Detalhes da tarefa.
Na coluna abaixo sobre a revanche do rentismo, liste os meios que, segundo a ortodoxia, a ISI usou para estimular o mercado interno.

Texto de leitura.
Marcelo
Miterhof
Folha de
S.Paulo
A coluna passada mostrou –a partir do livro “Conta
de Juros Grande & Favela”, de Matías Vernengo e Alcino Camara (Editora
COM2B)– que no pós-Guerra a imposição generalizada de estritos controles, como
tributos e prazos mínimos de permanência, sobre a movimentação de capitais limitou
as chances do capital financeiro de buscar taxas mais atrativas mundo afora e,
assim, permitiu manter juros baixos (a “eutanásia do rentismo”), favorecendo a
produção, os salários e o crescimento.
Nos anos 1970, os problemas advindos da
elevação do preço do petróleo e da depreciação do dólar fizeram ganhar apoio a
volta da liberalização financeira, algo que vigorara até a crise de 1929. Ao
lado da brutal elevação do juro americano no fim da década, isso tornou a
economia global novamente favorável aos credores, reduzindo a expansão da
demanda, ampliando o desemprego e a concentração de renda.
Hoje, uso o livro para tratar dessa “revanche
do rentismo” nos países periféricos.
No Brasil e nos seus pares, no pós-Guerra
ocorreu a industrialização por substituição de importações (ISI), período em
que foi possível reduzir a distância para o mundo desenvolvido em termos de
renda e estrutura produtiva.
A ortodoxia condena a ISI por ter usado de
protecionismo, intervenção estatal e deficit fiscais para estimular o mercado
interno. Ao deprimir a poupança interna, o crescimento exigiria financiamento
externo. O resultado teriam sido ineficiências produtivas, deficit comerciais e
endividamento. Os choques do petróleo teriam evidenciado a insustentabilidade
da estratégia, levando à fuga de capitais que causou a crise da dívida no
início dos anos 1980.
Porém os anos 1950/60 foram marcados por
grandes ganhos de produtividade (sinal de eficiência) e por uma acumulação só
moderada de dívida externa. Nos 1970 é que o endividamento, em boa parte
dispensável e ocorrido em meio a uma abertura financeira, deixou o Brasil e
outros países da região vulneráveis ao choque dos juros americanos, além dos
impactos do petróleo.
Ainda assim, é preciso notar que a fuga de
capitais foi em grande parte promovida pelas elites locais, que tiveram
liberdade para mover seus recursos para os EUA.

[Anotações de pontos em imagens]
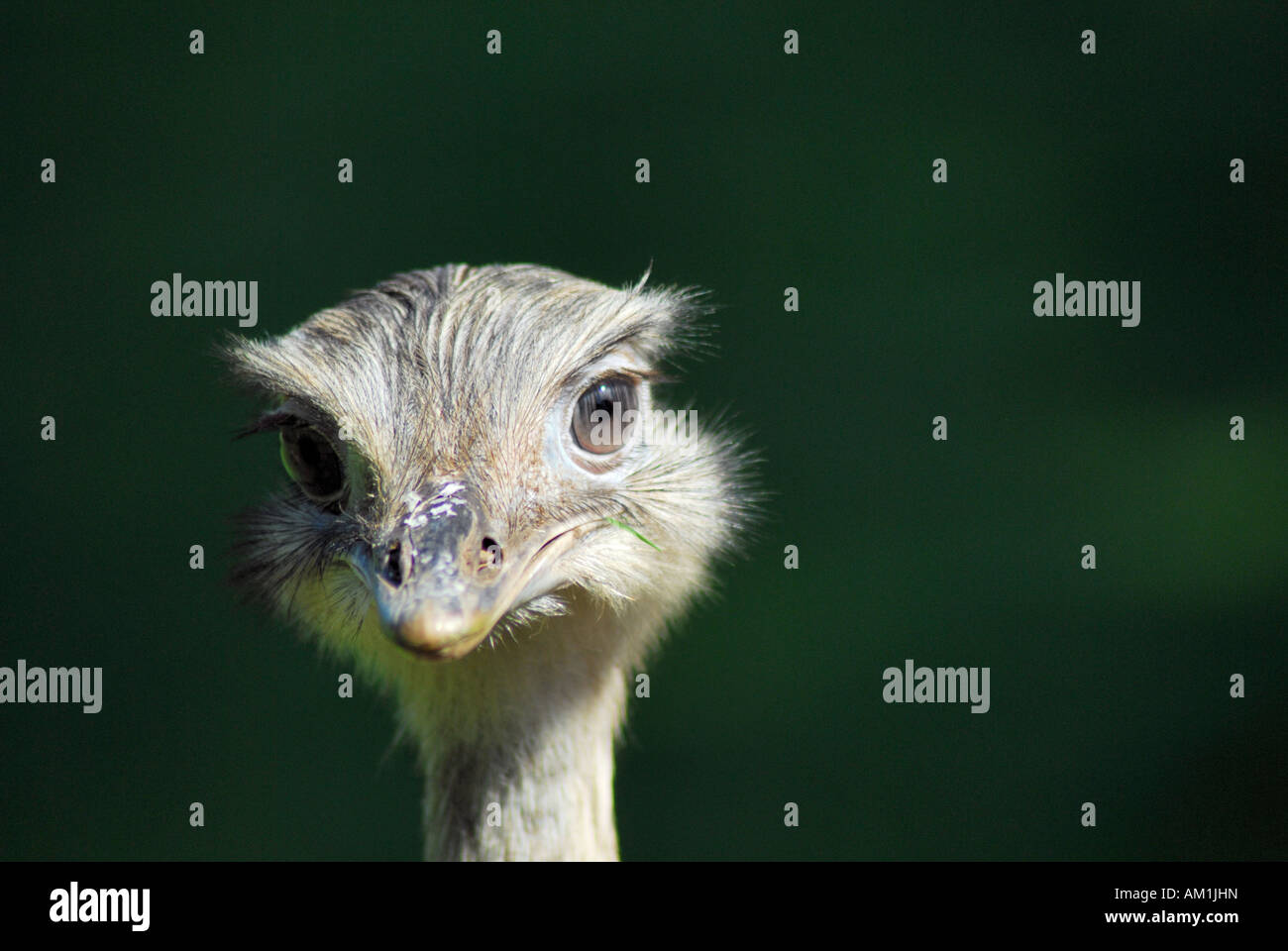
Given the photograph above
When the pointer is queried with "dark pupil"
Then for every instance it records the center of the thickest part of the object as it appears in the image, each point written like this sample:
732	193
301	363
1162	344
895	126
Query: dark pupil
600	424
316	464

Resposta da tarefa.
Protecionismo, intervenção estatal e deficit fiscais.